## YOUR OBJECTIVE
Please rewrite the records below, changing "integer pixels" to "whole-number pixels" everywhere it appears and leaving everything else untouched. Omit the pictures from your version.

--- EXERCISE INPUTS ---

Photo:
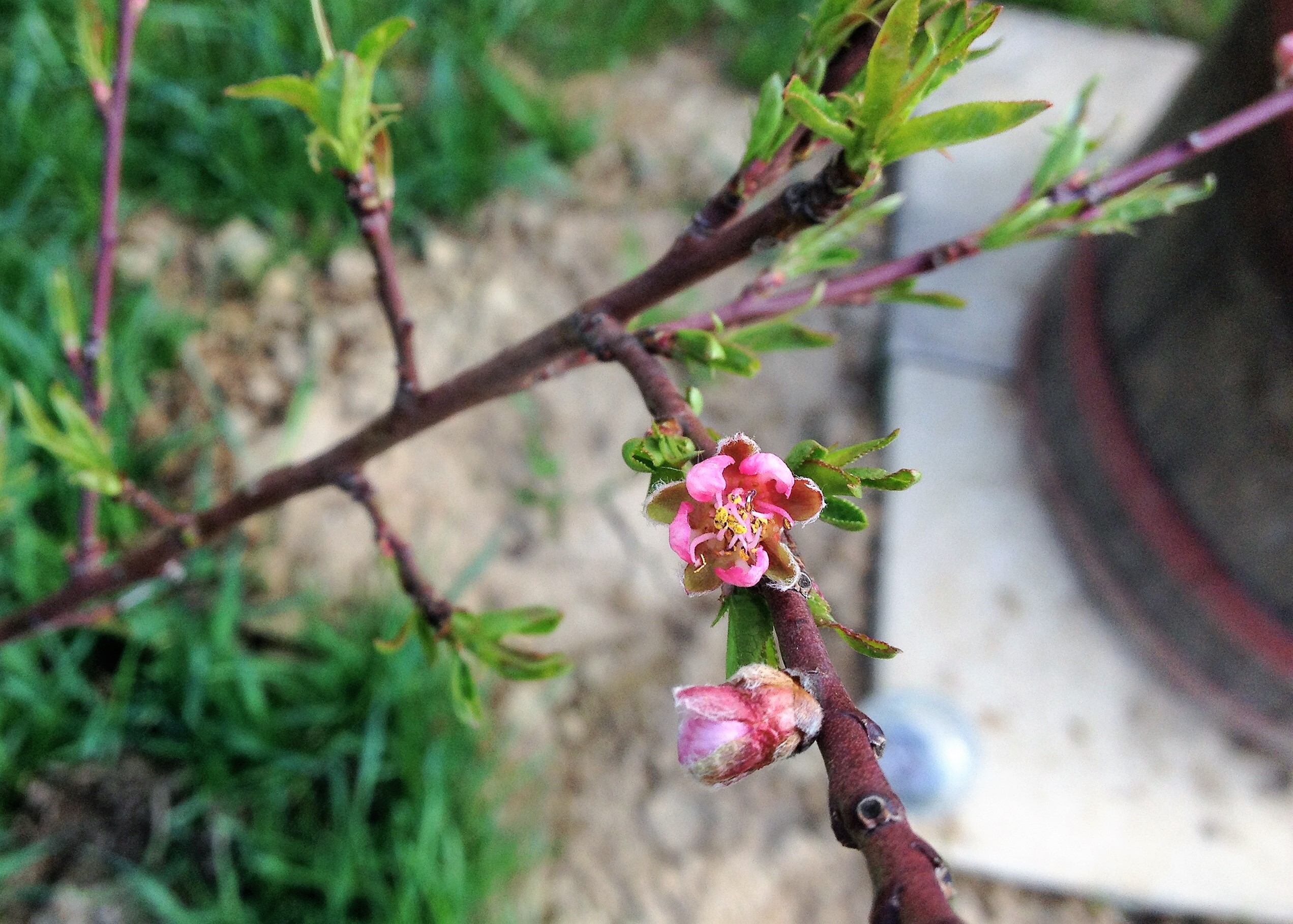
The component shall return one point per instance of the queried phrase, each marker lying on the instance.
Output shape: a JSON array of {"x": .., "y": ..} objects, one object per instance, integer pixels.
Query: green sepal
[
  {"x": 802, "y": 453},
  {"x": 750, "y": 635},
  {"x": 844, "y": 515}
]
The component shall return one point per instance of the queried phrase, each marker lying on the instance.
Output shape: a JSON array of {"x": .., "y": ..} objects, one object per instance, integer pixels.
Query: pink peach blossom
[
  {"x": 758, "y": 717},
  {"x": 727, "y": 520}
]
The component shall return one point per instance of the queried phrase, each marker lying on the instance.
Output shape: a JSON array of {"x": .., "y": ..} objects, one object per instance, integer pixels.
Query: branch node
[{"x": 875, "y": 812}]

---

## TASK SOLUTION
Photo:
The component shall return one point per instance of the queried phrase, each marker lying on the instance.
Output shape: a JSON array of {"x": .., "y": ..} objects, one object per instance, whole-number pixels.
Query: green sepal
[
  {"x": 802, "y": 453},
  {"x": 750, "y": 635},
  {"x": 844, "y": 515}
]
The component shall return one point per instance of the queried phrase, each marker lying on the instance.
Output shape: a JSON array of {"x": .., "y": ..} objects, one object per instance, whole-number pixels.
Query: pink peach blossom
[
  {"x": 758, "y": 717},
  {"x": 727, "y": 520}
]
The component shall return one point per instance of the queried phrase, each marker lying on the instance.
Output shape: a JSON array of {"x": .., "y": ..} objects, one object per instance, whole-number pixels.
Query: branch node
[{"x": 875, "y": 812}]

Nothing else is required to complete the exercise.